## STUDY QUESTIONS
**A)** Please repeat the currency devaluation text word for word, starting with "The devaluation would" and going on through "accounts as deposits.".
**B)** In the currency devaluation text, at what price would the Federal Reserve offer to tender for gold?
**C)** Decide whether each statement agrees with the currency devaluation text. Give yes or no for each, with the deciding words from the text quoted exactly.
(i) The gold program would be carried out through participating U.S. chartered banks.
(ii) The fractional reserve banking system would be altered.
(iii) Deposit holders could make withdrawals only in dollars.

***** SELECTED TEXT *****

•As we have discussed in the past, the mechanics for currency devaluation are straightforward and would be simple to exercise.
•Global banks, having already been de-levered and finding the quality of their loan books to be pristine following the devaluation, would be eager to lend again.
(The fractional reserve banking system would not be altered.)
The devaluation would be economically stimulative.
In our view, public arguments by Fed members and observers of future balance sheet reduction using normal asset sales or amortization seem specious.
The most visible, politically expedient and most likely path seems to be the path usually taken: inflation. In the case of the Fed and other central banks, we assert the magnitude of the systemic leverage problem will be met with equal inflationary force.
1. From “Locked & Loaded” February 2013:
“Today, the Federal Reserve System announces a program of gold monetization in which the Fed offers to tender for any and all gold in qualifying forms at a price of US $20,000 per troy ounce.
The program will be conducted through participating U.S. chartered banks, which will be instructed to properly assay gold and exchange it for U.S. dollars to be placed in customer bank accounts as deposits.
Deposit holders will be entitled to make withdrawals in the form of dollars or gold at the fixed exchange rate.
By establishing the fixed exchange rate substantially above past market prices for spot gold, the Board of Governors believes enough gold will be tendered to produce a supply of new base money sufficient to adequately reserve the stock of U.S. dollar-denominated deposits in the global banking system.
The Fed will monitor the tender process to ensure the soundness of the exchange rate and the ongoing viability of the US dollar.”

***** EXCERPTED DATA *****

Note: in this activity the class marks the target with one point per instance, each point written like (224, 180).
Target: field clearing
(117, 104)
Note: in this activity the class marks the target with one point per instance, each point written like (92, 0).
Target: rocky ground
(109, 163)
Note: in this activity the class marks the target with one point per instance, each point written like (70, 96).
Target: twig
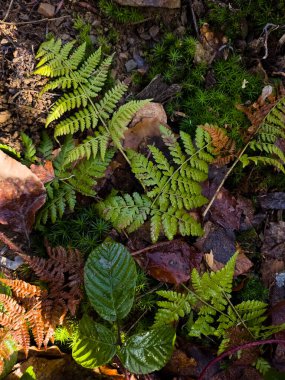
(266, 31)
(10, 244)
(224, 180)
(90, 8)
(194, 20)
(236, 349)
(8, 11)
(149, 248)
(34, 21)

*****
***** EXCERPTED DATA *****

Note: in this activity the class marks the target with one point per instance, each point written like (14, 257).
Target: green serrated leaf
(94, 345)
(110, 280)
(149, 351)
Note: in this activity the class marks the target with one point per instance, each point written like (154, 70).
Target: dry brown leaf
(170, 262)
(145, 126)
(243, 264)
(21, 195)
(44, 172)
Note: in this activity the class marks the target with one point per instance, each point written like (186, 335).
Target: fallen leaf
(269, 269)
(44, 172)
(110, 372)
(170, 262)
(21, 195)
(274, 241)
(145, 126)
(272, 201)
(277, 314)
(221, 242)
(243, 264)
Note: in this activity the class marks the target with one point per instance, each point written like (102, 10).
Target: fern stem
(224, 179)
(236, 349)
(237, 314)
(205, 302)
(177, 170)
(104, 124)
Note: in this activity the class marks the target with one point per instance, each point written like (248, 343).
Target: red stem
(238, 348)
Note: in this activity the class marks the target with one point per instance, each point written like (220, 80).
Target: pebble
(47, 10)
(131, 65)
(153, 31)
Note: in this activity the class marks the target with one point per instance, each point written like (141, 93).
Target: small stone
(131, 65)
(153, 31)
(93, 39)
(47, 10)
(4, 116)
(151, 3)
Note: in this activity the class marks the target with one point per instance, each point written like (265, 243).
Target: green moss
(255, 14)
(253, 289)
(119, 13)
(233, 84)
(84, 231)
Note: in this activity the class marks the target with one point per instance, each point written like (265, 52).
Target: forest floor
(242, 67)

*****

## TASK-BY-TASK OUTPUTS
**A)**
The devaluation would be economically stimulative.
In our view, public arguments by Fed members and observers of future balance sheet reduction using normal asset sales or amortization seem specious.
The most visible, politically expedient and most likely path seems to be the path usually taken: inflation. In the case of the Fed and other central banks, we assert the magnitude of the systemic leverage problem will be met with equal inflationary force.
1. From “Locked & Loaded” February 2013:
“Today, the Federal Reserve System announces a program of gold monetization in which the Fed offers to tender for any and all gold in qualifying forms at a price of US $20,000 per troy ounce.
The program will be conducted through participating U.S. chartered banks, which will be instructed to properly assay gold and exchange it for U.S. dollars to be placed in customer bank accounts as deposits.

**B)** US $20,000 per troy ounce.

**C)**
(i) Yes: "The program will be conducted through participating U.S. chartered banks"
(ii) No: "The fractional reserve banking system would not be altered."
(iii) No: "Deposit holders will be entitled to make withdrawals in the form of dollars or gold at the fixed exchange rate."